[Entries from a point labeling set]
********************

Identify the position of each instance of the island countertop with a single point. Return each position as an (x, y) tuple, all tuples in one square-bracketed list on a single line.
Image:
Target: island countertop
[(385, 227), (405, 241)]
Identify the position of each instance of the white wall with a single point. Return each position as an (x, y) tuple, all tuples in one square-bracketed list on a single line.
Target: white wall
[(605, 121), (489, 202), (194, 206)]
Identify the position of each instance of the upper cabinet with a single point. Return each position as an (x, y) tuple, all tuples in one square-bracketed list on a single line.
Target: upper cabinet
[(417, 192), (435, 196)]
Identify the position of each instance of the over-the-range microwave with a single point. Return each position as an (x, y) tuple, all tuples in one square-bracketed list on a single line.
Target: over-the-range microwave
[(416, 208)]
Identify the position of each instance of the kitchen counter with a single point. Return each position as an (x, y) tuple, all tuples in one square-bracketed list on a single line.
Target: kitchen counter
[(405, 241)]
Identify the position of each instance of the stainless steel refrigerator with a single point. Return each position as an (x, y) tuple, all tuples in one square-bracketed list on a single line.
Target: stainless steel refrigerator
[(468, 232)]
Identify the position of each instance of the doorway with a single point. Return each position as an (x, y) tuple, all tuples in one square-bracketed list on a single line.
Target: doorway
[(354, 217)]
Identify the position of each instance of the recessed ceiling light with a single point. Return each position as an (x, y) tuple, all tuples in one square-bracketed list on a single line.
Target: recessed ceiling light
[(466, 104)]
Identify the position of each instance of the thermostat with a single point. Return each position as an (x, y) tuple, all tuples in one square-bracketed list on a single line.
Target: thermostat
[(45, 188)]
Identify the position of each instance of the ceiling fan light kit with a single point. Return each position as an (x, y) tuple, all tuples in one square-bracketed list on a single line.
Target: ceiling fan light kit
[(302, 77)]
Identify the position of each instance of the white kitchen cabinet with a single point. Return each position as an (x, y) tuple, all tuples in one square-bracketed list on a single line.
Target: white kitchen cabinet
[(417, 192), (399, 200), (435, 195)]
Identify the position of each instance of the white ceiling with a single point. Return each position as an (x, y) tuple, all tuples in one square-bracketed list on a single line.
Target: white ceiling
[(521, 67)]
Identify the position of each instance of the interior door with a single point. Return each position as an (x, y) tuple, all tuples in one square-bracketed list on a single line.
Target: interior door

********************

* [STATED GOAL]
Change every "a single point" in the entries above to "one point", then reproduce the entries with nothing else altered.

* [COMPLETE ANSWER]
Identify the position of each instance of the island countertop with one point. Return each position as an (x, y) tuple, all tuples in one square-bracketed list on a single line.
Image:
Target: island countertop
[(385, 227), (405, 241)]
Identify the position of each instance of the white wall with one point. Return each position as an (x, y) tuple, all tuples in one square-bracketed list on a single line.
Target: white wall
[(605, 121), (489, 202), (194, 206)]
Identify the position of each instance of the upper cabinet with one point. Return each position as an (x, y) tuple, all tuples in one square-bracketed list on a single line.
Target: upper cabinet
[(417, 192), (435, 196)]
Identify the position of each instance of the over-the-range microwave with one point. Return each position as an (x, y) tuple, all tuples in one square-bracketed list on a single line.
Target: over-the-range microwave
[(416, 208)]
Identify the position of each instance of the kitchen counter with one point. Return each position as an (x, y) tuple, all tuples in one square-bracketed list on a single line.
Target: kitchen counter
[(405, 241)]
Identify the position of each instance of the stainless steel refrigerator with one point. Return each position as an (x, y) tuple, all tuples in one square-bracketed list on a single line.
Target: stainless steel refrigerator
[(468, 232)]
Identify the position of each instance of the doorway with one point. Return each position as an (x, y) tuple, all tuples in one square-bracketed list on a single line.
Target: doorway
[(354, 217)]
Identify the position of each instance of the recessed ceiling light with one point. Return each position as an (x, y) tuple, all tuples in one square-bracketed list on a single line.
Target: recessed ceiling light
[(466, 104)]
Identify the position of each instance of the thermostat with one point. Return each position as an (x, y) tuple, all tuples in one square-bracketed list on a single line.
Target: thermostat
[(45, 188)]
Identify the position of each instance of the ceiling fan light kit with one point. Return each position as an (x, y) tuple, all tuples in one square-bracketed list on a single line.
Target: ceiling fan light kit
[(302, 77)]
Identify the position of each instance of the white kitchen cabinet with one point. Return each position as an (x, y) tuple, all tuples in one square-bracketed list on a single line.
Target: white kitchen cabinet
[(417, 192), (399, 200), (435, 195)]
Identify the position of each instance of the white ceiling with one point. Return each position as an (x, y) tuple, all tuples in one square-bracketed list on a single line.
Target: white ceiling
[(521, 67)]
Identify the position of each instance of the interior door with one point. Return each position as an (x, y) tuple, all tuples in one square-bracketed list on a single line.
Target: interior door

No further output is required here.